● Bounding box annotation entries
════════
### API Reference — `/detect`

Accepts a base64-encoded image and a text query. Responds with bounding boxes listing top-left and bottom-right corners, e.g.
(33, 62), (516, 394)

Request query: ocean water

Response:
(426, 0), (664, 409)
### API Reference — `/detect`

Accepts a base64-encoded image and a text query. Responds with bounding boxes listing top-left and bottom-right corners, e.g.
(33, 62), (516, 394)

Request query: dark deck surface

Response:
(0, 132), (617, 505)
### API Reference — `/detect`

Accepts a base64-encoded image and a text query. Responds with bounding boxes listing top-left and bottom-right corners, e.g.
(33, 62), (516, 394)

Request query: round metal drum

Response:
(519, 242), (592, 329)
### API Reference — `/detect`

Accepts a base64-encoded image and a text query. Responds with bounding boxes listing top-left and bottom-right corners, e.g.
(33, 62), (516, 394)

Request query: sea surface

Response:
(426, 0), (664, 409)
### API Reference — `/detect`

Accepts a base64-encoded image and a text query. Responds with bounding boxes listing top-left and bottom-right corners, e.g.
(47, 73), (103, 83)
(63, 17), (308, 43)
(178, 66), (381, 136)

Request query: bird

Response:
════════
● Work required
Rewrite the items from the start up to and including the line with "(0, 132), (617, 505)", changing "text query" to "search phrase" and leaving everything else as it is.

● Response
### API Reference — `/detect`

Accepts a base64-encoded image and a search phrase. Responds with bounding boxes listing top-left and bottom-right corners, e.g.
(33, 62), (516, 394)

Request query: ocean water

Response:
(426, 0), (664, 409)
### API Reference — `/detect`

Accepts a base64-encoded image and a search phrase. Responds with bounding boxes listing top-left and bottom-right corners, e.g.
(33, 62), (516, 394)

Request query: dark deck surface

Response:
(0, 132), (617, 505)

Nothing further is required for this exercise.